> About this task: Your answer must be an exact copy of the records below, minus the pictures.

☆ ☆ ☆ ☆

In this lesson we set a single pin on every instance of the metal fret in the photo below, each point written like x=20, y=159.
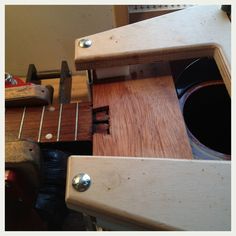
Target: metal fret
x=21, y=123
x=59, y=123
x=41, y=124
x=76, y=120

☆ ☆ ☆ ☆

> Solution:
In this lesson we set a single pin on every instance of the metal fret in the photo below, each point written like x=20, y=159.
Target: metal fret
x=21, y=123
x=59, y=123
x=41, y=124
x=76, y=120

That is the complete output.